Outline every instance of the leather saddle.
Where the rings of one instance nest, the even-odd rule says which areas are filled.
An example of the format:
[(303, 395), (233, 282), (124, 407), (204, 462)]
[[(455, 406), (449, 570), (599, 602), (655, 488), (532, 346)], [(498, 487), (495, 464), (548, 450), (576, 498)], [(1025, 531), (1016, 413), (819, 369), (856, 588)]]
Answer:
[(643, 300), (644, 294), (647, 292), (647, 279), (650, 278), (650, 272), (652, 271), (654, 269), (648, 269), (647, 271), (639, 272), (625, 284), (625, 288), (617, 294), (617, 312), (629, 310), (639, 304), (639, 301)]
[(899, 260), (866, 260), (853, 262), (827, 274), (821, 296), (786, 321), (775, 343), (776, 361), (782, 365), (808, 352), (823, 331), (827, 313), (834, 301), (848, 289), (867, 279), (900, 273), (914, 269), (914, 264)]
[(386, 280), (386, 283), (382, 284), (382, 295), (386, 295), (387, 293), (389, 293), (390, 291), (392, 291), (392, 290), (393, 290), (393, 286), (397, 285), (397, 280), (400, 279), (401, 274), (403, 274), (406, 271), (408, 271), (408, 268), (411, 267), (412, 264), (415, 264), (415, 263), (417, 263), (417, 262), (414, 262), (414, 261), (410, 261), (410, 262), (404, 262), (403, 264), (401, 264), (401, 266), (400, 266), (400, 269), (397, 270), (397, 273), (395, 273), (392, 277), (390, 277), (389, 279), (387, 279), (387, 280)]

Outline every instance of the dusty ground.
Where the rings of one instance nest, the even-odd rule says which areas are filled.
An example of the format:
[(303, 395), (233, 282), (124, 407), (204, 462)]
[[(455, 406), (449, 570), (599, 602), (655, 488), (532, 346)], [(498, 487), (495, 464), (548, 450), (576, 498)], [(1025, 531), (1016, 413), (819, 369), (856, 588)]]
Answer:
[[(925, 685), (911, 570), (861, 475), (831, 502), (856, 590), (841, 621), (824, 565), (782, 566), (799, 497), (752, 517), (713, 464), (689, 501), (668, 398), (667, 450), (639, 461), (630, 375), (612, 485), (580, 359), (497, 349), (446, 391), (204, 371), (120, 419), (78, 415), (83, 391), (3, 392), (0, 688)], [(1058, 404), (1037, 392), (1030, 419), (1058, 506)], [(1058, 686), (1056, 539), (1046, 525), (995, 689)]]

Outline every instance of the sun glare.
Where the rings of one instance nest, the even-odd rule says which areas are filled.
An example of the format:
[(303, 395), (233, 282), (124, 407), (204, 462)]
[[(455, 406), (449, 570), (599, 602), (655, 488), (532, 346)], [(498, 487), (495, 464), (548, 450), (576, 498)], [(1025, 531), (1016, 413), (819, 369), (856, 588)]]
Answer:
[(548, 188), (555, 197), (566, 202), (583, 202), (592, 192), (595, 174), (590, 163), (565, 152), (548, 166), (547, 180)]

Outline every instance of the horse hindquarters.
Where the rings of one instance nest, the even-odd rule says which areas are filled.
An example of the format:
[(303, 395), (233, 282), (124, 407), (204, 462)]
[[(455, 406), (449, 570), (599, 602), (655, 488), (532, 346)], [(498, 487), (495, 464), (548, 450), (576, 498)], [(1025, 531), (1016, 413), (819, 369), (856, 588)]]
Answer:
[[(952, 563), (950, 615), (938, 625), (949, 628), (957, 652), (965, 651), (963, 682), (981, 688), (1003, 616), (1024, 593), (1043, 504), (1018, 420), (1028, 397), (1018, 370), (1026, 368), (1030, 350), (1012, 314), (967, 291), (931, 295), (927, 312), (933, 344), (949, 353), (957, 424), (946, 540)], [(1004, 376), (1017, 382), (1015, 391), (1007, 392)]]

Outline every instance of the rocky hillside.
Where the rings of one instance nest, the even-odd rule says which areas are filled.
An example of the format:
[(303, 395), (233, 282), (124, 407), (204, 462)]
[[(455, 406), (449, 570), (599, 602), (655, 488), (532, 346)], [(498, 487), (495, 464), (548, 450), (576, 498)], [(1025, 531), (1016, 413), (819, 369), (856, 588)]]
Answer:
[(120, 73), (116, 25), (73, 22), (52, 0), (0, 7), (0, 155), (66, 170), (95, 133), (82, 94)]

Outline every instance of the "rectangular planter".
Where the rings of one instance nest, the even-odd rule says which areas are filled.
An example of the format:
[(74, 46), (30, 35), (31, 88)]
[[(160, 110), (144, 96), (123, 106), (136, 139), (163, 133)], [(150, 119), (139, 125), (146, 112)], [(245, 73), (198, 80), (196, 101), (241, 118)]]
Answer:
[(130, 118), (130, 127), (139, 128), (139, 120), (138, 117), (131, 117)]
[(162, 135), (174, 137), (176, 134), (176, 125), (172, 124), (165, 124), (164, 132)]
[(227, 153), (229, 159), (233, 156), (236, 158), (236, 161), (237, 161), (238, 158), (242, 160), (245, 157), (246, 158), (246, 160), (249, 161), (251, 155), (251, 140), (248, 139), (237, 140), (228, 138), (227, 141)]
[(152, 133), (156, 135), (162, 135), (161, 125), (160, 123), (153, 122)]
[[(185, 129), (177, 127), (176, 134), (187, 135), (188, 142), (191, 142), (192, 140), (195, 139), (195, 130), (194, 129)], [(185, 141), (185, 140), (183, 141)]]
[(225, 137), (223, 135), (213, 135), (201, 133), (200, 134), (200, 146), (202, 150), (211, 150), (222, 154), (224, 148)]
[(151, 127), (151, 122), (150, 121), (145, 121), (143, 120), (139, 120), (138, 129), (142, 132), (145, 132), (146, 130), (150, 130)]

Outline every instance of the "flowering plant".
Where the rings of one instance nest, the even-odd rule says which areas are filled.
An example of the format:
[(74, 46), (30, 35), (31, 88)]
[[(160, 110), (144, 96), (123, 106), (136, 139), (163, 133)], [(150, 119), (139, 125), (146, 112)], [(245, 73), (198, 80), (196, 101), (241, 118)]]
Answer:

++++++++++++++++++++

THE PROBLEM:
Return the data from the line with "Outline every instance of the rocky hillside." up to and including the line with "133), (82, 94)]", copying every line unchanged.

TASK RESULT:
Outline every instance of the rocky hillside.
Where the rings of one instance nest, the even-odd rule says which areas are filled.
An example of the format:
[(303, 395), (233, 282), (124, 407), (204, 462)]
[[(455, 406), (449, 570), (599, 602), (655, 488), (532, 346)], [(498, 487), (495, 464), (548, 450), (576, 498)], [(1025, 531), (1016, 413), (819, 369), (856, 588)]]
Answer:
[(120, 73), (116, 25), (73, 22), (52, 0), (0, 7), (0, 155), (66, 170), (95, 133), (82, 94)]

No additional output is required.